++++ Document source

Porté et initié par Vincent Calleja, directeur général du groupe Tertu depuis 2018, le projet T.H2 prévoit la production de bioéthanol de deuxième génération puis d’hydrogène vert aux portes de Caen, à Blainville-sur-Orne.
L’objectif ? Revaloriser pas moins de 120 000 tonnes de déchets bois par an, et ainsi favoriser la mobilité verte en Normandie. Le tout avec une neutralité carbone de l’usine, comme du procédé. Portrait d’une innovation normande.

Des copeaux de bois à valoriser

Vincent CALLEJA, Tertu, projet TH2 en Normandie

C’est désormais une fierté de l’entreprise ornaise, leader de la construction de glissières bois-métal, portée par l’ensemble des salariés, et menée tambour battant par son directeur général, Vincent Calleja.
Une fierté au nom de T.H2, pour Tertu Hydrogène.

A l’origine, comme souvent, un questionnement : que faire des copeaux de bois générés à hauteur d’1 à 2 semi-remorques par jour par la seule fabrication de glissières ? Comment offrir un nouveau débouché à ces produits naturels ?

Ils étaient déjà destinés à devenir des combustibles pour chaudières ou des panneaux de particules. Nous avions même créé une entreprise avec d’autres scieurs normands, Biocombustible, mais certains industriels n’ont plus souhaité faire appel à elle, j’ai donc réfléchi à une autre valorisation.

Vincent Calleja, Directeur général du groupe Tertu

” Nous avons élargi le besoin aux nombreux déchets bois – avec de la peinture, de la colle, de la résine ou du produit de traitement – en bref des polluants issus de vieux meubles ou palettes usées souligne encore le directeur.

++++++++

◆ Consigne a:
Sélectionnez, dans la liste ci-dessous, toutes les lignes contenant la chaîne « flat ».

++++ Matériel d'exercice

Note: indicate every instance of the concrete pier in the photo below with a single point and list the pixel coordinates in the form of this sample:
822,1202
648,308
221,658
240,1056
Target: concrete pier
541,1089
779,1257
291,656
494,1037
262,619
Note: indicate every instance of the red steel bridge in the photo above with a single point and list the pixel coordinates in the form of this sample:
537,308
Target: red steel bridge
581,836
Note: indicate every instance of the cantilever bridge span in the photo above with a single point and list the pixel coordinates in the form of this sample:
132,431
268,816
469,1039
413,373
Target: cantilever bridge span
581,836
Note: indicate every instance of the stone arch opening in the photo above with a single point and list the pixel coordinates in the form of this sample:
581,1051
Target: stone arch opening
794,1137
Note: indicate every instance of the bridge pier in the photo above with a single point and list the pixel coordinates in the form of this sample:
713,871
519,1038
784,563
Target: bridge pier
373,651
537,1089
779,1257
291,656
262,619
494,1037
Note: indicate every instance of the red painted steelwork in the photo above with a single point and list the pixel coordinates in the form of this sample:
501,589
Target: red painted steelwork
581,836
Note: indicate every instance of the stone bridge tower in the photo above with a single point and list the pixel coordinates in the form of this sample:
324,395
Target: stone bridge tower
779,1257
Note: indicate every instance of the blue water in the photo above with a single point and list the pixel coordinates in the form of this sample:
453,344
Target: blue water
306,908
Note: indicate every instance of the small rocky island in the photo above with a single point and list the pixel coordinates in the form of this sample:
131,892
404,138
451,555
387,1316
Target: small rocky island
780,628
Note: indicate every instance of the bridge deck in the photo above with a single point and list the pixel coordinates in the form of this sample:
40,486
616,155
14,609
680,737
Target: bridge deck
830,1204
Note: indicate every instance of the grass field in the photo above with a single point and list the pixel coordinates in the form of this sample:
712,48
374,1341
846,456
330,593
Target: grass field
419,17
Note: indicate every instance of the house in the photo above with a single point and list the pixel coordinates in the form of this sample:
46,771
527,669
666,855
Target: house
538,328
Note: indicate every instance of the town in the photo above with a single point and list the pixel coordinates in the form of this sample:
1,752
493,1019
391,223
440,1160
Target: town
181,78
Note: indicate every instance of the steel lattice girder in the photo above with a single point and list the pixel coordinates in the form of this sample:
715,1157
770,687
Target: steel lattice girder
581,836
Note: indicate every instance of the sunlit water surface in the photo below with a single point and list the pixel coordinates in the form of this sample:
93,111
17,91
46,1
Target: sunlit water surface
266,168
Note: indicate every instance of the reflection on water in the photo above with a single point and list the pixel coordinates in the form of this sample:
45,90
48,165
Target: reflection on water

++++++++
++++ Matériel d'exercice

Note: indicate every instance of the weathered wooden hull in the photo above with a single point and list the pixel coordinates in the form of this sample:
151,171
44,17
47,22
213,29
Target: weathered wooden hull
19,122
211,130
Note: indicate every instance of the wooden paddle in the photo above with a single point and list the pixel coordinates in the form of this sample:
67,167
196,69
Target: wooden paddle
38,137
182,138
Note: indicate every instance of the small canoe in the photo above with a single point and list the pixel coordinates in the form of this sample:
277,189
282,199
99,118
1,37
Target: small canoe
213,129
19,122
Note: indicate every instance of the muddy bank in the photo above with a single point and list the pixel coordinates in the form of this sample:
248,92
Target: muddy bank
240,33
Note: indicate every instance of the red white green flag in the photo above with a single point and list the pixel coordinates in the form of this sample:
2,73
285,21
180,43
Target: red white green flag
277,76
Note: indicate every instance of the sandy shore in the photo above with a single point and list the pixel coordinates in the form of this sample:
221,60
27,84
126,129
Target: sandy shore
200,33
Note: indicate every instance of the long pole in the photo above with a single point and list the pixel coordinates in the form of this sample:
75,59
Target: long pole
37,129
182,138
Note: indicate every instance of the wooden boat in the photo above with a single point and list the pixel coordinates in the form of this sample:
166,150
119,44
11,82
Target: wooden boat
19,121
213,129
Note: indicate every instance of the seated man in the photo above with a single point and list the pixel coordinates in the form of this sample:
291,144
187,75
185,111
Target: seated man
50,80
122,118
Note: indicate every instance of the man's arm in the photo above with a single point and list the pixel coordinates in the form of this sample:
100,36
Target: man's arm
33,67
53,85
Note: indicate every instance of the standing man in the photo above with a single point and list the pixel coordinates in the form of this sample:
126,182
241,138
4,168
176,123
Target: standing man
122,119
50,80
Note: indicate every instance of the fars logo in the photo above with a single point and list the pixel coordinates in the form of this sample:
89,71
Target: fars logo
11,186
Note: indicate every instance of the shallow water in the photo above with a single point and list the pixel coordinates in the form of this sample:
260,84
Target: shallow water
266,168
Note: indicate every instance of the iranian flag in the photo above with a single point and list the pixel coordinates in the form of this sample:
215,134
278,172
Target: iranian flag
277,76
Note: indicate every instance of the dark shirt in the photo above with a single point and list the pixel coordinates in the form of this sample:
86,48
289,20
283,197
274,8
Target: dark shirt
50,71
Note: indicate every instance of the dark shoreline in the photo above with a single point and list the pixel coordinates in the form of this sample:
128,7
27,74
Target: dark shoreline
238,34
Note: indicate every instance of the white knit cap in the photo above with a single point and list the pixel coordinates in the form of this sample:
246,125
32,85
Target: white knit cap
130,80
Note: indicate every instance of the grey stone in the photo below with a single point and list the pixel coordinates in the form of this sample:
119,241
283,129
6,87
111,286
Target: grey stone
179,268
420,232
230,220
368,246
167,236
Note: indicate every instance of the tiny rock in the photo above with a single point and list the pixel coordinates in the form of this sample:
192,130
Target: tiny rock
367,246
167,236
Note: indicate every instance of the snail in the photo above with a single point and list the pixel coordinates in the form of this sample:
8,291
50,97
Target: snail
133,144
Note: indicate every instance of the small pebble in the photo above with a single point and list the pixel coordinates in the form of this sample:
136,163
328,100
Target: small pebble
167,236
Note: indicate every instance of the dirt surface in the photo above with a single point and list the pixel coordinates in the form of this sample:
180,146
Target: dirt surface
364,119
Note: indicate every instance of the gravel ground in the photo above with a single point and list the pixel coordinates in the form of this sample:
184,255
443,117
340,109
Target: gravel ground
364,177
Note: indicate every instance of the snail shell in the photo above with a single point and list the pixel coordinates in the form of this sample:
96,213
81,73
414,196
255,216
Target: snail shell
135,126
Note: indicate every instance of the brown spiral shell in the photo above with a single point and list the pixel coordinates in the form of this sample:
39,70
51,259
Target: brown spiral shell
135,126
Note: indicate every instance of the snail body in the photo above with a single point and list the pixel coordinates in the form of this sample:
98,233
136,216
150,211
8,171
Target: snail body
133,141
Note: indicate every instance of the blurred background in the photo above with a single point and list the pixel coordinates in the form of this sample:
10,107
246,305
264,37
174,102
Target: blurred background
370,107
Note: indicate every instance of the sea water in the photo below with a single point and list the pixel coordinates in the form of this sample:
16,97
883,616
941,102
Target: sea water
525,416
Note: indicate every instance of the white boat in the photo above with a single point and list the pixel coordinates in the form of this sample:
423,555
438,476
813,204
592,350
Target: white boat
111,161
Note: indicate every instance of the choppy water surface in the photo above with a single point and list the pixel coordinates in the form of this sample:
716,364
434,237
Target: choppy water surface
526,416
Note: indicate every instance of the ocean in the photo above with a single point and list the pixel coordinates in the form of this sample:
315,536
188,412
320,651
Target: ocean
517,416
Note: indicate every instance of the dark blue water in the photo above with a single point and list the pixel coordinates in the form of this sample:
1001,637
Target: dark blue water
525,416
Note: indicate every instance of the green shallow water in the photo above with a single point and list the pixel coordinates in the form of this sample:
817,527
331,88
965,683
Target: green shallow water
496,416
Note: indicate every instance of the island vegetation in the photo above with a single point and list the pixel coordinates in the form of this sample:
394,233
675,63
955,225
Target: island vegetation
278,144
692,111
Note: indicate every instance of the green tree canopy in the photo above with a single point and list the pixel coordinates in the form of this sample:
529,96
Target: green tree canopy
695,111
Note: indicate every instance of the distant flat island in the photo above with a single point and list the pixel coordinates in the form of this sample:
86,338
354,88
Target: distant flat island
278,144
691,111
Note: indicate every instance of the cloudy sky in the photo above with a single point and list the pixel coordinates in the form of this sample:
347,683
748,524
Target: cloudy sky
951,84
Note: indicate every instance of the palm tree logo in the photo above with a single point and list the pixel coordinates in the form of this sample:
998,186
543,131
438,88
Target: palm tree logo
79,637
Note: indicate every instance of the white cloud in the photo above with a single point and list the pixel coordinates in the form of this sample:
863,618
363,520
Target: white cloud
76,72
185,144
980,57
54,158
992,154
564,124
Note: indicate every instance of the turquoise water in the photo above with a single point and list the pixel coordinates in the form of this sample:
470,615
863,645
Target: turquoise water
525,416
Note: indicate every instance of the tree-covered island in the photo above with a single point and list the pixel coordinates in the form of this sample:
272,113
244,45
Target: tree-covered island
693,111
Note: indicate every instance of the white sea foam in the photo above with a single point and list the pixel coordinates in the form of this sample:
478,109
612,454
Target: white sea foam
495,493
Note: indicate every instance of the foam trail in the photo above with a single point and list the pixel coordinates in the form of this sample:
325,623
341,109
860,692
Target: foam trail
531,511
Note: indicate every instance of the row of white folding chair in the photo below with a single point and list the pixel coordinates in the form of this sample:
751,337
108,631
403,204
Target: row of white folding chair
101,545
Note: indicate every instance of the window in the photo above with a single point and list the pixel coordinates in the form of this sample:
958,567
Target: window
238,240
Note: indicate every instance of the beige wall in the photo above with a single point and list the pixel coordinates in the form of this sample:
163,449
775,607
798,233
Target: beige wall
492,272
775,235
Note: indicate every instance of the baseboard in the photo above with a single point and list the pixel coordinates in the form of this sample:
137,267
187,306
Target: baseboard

++++++++

◆ Consigne b:
Pour chaque affirmation, répondez par oui ou par non selon qu'elle concorde ou non avec le texte sur le projet T.H2, en citant mot pour mot le passage qui tranche : (i) Vincent Calleja dirige le groupe Tertu depuis 2018 ; (ii) le projet vise à revaloriser 200 000 tonnes de déchets bois par an ; (iii) l'usine est prévue aux portes de Rouen.

◆ Réponse complète a:
Note: indicate every instance of the distant flat island in the photo above with a single point and list the pixel coordinates in the form of this sample:
Target: distant flat island

◆ Réponse complète b:
(i) Oui : « directeur général du groupe Tertu depuis 2018 ».
(ii) Non : « Revaloriser pas moins de 120 000 tonnes de déchets bois par an ».
(iii) Non : « aux portes de Caen, à Blainville-sur-Orne ».